Change is a natural part of any ecosystem and my little corner of the world has seen plenty in the past two centuries since settlers began pushing into the region. The Osage Indians controlled this part of the Ozark region as their hunting range when settlers first began arriving in the 1820s. The Osage left their stamp on the land by using fire to encourage grass growth which fed the buffalo, elk and deer that roamed the landscape. These fires killed small trees and shrubs, keeping the ground between the widely spaced trees open.

Fort Smith was established in 1817 along the Arkansas River. The first travelers arrived by boat but in 1824 and again in 1828 congress appropriated money to establish an overland resupply road from St. Louis, Missouri to the new fort. This road, originally known as the Military Road, then the Old Military Road and finally Butterfield Overland Trail, Telegraph Road or Old Wire Road, was an agent of change that shaped the region for generations of Arkansans.

Washington County was established as a county in Arkansas Territory in the fall of 1828 with the countywide survey complete in 1833. With the survey complete, parcels of land began to be snapped up by early settlers and a major transformation began occurring in the appearance of the landscape. Amongst these was that fires stopped. Every time I had the opportunity to inspect an old post oak that had been cut down in and around Fayetteville, I counted the growth rings. Almost invariably these trees dated back to the 1830s and 1840s during the early years of settlement.

• • •

→ WORK ORDER: Please reproduce the Ozark landscape text word for word, starting at "Fort Smith was" and ending at "generations of Arkansans.".

• • •

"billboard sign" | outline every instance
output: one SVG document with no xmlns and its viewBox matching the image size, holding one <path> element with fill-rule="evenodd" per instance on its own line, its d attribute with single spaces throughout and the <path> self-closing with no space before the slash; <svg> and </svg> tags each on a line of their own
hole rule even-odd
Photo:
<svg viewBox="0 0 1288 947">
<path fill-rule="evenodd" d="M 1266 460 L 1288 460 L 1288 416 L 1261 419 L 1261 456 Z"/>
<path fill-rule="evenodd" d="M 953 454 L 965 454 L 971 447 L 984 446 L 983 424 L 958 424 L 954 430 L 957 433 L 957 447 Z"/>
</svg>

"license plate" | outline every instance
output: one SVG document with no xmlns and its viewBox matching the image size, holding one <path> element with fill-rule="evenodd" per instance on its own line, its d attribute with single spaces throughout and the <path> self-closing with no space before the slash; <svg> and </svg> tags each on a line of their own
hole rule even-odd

• • •

→ ANSWER BELOW:
Fort Smith was established in 1817 along the Arkansas River. The first travelers arrived by boat but in 1824 and again in 1828 congress appropriated money to establish an overland resupply road from St. Louis, Missouri to the new fort. This road, originally known as the Military Road, then the Old Military Road and finally Butterfield Overland Trail, Telegraph Road or Old Wire Road, was an agent of change that shaped the region for generations of Arkansans.